──────── Text section

3.1.4 Current Thread Details
The current thread is the thread that is running when the signal is raised that causes the javacore to be written. The Current Thread Details shows the Java and native stacks of the current thread. Since these are stacks, the most recent calls are at the top of the stack.
If the library is not identified by the signal information, you must examine the current thread details to see if the native stack indicates in which library the current thread was processing at the time of the JVM crash. If the signal is one that is used for an abnormal process termination, that is, SIGSEGV or SIGILL, the current thread details show the sequence of calls that caused the signal to be generated. For a JVM crash, if the line that identifies the signal is not able to identify the failing library, the native stack trace in the current thread details might be useful to identify the library.

────────────────
──────── Excerpted records

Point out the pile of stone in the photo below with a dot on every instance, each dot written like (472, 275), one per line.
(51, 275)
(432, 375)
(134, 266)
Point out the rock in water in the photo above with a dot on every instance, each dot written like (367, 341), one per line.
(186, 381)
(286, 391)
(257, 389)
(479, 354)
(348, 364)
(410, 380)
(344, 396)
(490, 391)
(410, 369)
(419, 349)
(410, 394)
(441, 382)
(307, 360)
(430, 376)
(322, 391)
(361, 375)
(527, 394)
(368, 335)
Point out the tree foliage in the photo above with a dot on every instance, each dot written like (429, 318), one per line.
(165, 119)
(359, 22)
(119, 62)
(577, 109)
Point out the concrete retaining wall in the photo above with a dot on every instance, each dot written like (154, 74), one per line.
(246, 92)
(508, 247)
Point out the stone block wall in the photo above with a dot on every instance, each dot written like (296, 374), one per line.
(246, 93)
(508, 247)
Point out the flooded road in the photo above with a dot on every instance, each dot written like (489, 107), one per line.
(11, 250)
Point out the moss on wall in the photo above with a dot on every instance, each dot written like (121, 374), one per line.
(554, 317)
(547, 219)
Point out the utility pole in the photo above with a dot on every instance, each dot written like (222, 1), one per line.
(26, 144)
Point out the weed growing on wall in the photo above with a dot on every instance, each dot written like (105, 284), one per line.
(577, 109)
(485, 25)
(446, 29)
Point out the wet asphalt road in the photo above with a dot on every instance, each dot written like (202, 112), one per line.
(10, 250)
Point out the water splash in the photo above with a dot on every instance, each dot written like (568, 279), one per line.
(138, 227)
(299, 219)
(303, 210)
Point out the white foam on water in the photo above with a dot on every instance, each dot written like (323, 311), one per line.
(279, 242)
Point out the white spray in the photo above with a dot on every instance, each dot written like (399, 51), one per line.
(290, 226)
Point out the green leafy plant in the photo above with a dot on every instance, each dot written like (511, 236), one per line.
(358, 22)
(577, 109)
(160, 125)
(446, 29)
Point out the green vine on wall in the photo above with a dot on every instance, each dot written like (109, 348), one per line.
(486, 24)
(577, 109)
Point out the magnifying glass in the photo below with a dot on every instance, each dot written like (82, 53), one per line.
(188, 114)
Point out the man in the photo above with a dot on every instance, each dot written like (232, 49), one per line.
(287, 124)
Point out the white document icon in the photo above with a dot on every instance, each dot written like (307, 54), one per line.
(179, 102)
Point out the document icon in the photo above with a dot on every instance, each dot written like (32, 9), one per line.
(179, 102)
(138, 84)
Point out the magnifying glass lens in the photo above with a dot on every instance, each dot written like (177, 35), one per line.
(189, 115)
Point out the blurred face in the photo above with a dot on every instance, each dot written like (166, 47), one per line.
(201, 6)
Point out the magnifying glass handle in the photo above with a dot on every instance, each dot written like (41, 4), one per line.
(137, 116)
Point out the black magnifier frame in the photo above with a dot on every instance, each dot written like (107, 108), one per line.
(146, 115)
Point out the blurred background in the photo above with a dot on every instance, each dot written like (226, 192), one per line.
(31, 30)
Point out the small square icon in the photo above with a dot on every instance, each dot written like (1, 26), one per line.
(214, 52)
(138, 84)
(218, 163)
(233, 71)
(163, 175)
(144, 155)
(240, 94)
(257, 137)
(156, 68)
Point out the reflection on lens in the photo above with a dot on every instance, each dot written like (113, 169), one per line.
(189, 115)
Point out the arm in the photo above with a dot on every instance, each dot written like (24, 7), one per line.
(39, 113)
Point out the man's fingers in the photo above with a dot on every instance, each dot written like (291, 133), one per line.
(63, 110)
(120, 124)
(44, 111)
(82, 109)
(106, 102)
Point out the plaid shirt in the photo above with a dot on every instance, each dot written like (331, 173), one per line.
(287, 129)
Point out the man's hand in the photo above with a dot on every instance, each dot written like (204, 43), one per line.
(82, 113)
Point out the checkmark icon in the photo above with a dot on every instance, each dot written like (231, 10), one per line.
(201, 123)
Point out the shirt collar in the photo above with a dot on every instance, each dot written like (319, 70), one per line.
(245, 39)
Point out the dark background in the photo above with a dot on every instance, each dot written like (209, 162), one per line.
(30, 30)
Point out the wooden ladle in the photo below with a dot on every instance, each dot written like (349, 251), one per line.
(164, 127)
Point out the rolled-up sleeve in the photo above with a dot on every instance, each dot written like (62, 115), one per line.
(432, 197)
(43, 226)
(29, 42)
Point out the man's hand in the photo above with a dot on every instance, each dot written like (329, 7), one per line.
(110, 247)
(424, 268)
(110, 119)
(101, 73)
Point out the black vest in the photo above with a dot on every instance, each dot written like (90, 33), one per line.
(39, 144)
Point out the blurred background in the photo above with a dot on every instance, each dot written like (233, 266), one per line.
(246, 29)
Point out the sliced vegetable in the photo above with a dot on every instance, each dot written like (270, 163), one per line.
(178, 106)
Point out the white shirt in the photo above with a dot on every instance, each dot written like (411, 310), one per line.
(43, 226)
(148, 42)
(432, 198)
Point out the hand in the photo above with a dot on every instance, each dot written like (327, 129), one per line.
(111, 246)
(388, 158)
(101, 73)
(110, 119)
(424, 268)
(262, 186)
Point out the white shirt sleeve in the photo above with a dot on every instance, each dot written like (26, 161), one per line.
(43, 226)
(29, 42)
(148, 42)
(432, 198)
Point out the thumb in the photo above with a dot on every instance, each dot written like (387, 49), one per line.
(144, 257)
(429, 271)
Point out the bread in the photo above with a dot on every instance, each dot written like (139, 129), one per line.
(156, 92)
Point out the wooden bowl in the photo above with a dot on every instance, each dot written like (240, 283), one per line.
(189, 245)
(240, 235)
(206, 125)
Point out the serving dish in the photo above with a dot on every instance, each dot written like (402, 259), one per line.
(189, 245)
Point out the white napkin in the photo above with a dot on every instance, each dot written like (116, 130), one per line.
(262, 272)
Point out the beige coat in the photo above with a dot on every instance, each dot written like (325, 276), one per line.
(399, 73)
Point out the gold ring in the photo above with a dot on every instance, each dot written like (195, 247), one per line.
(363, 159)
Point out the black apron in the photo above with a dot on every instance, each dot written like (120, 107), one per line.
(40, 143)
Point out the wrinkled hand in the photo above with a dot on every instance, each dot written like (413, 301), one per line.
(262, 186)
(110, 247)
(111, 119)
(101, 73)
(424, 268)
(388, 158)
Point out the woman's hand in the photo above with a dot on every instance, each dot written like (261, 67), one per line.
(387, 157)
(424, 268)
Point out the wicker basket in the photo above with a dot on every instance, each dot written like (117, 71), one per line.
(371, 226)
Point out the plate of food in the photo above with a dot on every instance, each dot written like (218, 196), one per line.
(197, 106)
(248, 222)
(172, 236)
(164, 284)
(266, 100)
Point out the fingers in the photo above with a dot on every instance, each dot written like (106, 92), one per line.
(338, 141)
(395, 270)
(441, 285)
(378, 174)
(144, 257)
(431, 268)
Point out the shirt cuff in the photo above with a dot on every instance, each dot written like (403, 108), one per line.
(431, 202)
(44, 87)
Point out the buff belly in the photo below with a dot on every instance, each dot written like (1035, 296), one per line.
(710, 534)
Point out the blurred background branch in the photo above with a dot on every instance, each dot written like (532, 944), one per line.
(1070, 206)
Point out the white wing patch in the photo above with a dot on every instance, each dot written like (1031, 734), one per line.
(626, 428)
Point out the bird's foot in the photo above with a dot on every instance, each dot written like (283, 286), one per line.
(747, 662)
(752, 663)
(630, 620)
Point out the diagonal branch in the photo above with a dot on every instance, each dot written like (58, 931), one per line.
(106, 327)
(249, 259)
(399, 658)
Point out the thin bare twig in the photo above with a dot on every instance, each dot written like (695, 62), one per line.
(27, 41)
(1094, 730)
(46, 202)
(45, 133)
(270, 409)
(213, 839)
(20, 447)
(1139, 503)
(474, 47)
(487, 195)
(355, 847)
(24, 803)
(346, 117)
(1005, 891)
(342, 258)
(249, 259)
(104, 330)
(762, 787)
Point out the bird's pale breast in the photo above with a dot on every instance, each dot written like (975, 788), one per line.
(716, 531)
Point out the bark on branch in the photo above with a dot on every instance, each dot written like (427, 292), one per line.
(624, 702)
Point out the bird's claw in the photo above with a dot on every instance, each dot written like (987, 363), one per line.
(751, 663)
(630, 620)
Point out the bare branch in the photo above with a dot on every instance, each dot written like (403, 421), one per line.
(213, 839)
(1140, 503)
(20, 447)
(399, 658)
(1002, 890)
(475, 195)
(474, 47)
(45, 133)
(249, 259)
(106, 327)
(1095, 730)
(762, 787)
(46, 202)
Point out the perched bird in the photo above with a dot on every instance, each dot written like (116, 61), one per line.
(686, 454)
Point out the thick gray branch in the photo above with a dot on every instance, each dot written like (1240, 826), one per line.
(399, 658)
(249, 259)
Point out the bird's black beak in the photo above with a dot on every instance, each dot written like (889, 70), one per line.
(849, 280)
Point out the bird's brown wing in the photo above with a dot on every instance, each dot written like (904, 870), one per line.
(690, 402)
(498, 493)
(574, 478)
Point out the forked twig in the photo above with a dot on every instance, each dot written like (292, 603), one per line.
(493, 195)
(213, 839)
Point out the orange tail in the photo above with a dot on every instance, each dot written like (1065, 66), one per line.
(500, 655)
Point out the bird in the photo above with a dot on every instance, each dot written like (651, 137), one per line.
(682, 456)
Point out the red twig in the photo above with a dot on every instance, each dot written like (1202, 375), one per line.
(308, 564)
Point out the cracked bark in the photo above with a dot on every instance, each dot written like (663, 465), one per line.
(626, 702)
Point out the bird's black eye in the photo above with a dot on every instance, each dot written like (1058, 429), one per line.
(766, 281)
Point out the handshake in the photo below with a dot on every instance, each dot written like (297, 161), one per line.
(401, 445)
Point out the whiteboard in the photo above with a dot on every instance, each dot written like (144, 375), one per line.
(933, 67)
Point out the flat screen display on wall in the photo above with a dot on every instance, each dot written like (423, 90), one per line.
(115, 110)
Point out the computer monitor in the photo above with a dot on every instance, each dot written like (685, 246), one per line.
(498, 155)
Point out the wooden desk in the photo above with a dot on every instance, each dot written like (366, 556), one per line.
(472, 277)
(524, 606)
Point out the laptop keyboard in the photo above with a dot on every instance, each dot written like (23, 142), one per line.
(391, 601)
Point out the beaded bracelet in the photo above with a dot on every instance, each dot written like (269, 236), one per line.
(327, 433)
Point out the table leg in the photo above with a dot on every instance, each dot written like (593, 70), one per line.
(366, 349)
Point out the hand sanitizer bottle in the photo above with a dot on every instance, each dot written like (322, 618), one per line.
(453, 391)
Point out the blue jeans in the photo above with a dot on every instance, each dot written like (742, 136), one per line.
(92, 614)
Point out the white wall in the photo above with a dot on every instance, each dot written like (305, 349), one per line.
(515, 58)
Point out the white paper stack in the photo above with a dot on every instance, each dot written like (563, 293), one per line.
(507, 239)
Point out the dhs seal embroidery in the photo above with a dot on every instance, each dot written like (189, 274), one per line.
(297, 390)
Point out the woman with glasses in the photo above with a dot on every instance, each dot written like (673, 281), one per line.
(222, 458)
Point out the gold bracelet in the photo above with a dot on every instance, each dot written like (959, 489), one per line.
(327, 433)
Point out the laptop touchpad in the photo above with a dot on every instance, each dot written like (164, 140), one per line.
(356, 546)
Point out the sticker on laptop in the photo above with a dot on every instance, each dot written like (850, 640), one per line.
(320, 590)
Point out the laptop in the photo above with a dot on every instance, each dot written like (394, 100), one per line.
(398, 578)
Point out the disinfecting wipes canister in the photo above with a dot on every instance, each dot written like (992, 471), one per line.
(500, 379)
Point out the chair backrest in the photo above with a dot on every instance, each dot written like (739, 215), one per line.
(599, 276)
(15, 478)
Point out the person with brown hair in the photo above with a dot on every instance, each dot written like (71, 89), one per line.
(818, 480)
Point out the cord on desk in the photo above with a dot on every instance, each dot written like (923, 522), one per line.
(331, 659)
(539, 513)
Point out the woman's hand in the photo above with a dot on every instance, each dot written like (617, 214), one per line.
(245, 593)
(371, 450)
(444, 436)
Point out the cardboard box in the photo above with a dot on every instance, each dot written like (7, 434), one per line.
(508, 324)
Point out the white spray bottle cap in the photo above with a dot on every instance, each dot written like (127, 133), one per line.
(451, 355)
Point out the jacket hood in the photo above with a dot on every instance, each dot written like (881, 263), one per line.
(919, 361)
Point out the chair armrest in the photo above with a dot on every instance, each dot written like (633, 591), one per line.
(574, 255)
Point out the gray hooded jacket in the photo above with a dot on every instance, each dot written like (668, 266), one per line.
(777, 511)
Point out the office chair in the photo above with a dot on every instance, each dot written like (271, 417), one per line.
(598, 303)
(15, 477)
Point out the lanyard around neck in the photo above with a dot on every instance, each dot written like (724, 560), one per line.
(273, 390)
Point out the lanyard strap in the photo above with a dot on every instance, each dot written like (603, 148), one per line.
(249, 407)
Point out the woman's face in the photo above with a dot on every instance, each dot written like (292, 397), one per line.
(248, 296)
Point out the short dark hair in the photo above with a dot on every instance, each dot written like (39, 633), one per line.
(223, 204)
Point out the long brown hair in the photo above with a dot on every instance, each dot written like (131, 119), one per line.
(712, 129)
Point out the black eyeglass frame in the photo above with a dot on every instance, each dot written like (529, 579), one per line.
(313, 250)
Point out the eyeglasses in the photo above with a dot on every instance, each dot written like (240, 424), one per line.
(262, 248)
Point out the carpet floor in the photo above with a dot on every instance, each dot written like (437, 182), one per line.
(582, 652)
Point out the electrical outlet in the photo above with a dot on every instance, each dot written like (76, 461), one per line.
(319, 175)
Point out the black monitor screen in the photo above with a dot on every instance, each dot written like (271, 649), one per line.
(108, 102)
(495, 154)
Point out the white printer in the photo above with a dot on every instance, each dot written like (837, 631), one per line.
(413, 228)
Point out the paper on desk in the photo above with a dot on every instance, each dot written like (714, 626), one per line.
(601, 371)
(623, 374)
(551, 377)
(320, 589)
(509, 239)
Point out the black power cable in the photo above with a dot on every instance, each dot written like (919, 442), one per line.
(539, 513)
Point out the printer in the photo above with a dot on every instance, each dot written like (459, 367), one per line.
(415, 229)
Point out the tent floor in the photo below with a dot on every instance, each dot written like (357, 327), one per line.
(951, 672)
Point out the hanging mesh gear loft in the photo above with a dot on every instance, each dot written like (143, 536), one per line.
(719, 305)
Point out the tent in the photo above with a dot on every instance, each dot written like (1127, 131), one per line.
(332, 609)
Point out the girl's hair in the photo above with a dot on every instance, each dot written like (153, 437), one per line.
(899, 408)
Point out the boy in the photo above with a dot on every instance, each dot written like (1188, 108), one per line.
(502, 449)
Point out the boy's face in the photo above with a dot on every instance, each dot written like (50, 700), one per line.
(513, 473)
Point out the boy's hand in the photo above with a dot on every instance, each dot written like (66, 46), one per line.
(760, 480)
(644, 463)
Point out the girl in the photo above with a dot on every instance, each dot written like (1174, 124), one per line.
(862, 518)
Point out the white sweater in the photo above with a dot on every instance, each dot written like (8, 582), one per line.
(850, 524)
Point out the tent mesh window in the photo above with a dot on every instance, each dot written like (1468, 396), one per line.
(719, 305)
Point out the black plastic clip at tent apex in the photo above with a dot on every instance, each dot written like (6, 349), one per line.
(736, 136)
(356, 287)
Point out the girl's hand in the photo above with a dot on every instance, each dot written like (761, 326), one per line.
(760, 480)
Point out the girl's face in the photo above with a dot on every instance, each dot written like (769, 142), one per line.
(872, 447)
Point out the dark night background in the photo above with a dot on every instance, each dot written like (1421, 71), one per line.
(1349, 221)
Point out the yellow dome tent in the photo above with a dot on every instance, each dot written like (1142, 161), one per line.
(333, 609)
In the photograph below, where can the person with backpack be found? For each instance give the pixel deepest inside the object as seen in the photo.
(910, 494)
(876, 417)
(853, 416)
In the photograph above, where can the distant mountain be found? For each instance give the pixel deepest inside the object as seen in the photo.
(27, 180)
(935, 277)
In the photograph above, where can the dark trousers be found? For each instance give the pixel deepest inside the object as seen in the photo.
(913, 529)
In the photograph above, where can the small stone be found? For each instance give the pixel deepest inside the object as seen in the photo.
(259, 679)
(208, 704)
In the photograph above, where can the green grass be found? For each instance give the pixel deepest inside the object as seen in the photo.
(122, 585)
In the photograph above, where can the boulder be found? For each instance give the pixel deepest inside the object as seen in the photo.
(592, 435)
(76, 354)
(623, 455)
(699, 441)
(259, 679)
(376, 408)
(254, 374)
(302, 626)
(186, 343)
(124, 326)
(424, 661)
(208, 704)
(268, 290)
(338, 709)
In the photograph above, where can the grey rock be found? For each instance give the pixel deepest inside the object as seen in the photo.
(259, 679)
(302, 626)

────────────────

◆ **Exercise set**
**A)** In the current thread details text, which two signals are given as ones used for an abnormal process termination?
**B)** Write the next part of the text on current thread details, starting right after its final sentence.

◆ **Results by task**
**A)** SIGSEGV and SIGILL.

**B)**
In the two examples here, the location of the crash was already determined by the javacore processing, but this is not always the case.
This is the current thread for the SIGSEGV in libdb2jdbc.so shown above. The current thread shows none of the Java stack; it might be that the javacore processing could not retrieve the information for the Java stack. The native stack shows that a jni_NewString call was made that caused the SIGSEGV to occur; the call to jni_NewString was made from Java_COM_ibm_db2_jdbc_app_SQLExceptionGenerator_SQLStatementError, which is a DB2 Java method.
|Current Thread Details
----- Native Stack -----
at 0xD3FF7A34 in jni_NewString
at 0xD44350A8 in Java_COM_ibm_db2_jdbc_app_SQLExceptionGenerator_SQLStatementError
In this example, the current thread is in the libjitc.a library, which is generating native code for a Java method. This is not obvious from the first three lines of the native stack, but the fourth call down shows that it is the JIT compiler is involved.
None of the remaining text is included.